▶ SET PROBLEM
Turn the lines running from the start of the items through the line that contains "Trace the outline of every instance of the fence" into a numbered list, leaving out blank lines. Include no other lines.

Contour labeling items:
────

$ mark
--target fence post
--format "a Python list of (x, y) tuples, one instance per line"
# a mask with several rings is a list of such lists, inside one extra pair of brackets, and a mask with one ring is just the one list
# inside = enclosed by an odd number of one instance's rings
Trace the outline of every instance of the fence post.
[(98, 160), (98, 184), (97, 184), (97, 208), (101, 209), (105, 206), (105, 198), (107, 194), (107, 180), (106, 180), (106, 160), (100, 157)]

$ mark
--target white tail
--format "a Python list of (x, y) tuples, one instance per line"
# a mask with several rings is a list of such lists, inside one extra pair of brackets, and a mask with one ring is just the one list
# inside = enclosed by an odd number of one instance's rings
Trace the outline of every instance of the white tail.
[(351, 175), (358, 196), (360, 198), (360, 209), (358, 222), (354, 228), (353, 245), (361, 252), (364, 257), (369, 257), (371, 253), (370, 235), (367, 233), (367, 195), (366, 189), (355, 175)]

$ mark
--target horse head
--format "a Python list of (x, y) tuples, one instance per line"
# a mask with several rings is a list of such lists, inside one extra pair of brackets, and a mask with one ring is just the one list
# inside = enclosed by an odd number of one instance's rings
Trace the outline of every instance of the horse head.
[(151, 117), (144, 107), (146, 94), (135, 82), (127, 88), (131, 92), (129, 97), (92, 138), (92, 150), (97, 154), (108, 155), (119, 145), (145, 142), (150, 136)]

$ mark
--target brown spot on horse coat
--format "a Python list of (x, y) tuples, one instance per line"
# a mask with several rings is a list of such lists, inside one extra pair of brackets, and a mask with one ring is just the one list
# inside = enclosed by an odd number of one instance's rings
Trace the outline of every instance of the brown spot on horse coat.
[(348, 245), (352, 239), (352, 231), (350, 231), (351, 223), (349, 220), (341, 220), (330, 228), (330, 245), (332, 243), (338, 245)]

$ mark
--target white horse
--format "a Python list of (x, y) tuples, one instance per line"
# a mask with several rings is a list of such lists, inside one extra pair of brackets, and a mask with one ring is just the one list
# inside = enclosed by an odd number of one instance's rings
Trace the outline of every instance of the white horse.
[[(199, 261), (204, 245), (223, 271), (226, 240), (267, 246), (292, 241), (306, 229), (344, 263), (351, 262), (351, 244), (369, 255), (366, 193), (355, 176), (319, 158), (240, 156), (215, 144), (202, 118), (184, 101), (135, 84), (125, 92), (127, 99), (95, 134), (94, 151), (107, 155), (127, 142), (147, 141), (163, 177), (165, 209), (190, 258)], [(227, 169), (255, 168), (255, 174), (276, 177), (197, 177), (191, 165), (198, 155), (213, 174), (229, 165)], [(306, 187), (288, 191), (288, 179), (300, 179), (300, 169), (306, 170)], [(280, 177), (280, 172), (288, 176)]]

────

▶ ANSWER TO THE PROBLEM
1. $ mark
2. --target fence post
3. --format "a Python list of (x, y) tuples, one instance per line"
4. # a mask with several rings is a list of such lists, inside one extra pair of brackets, and a mask with one ring is just the one list
5. # inside = enclosed by an odd number of one instance's rings
6. Trace the outline of every instance of the fence post.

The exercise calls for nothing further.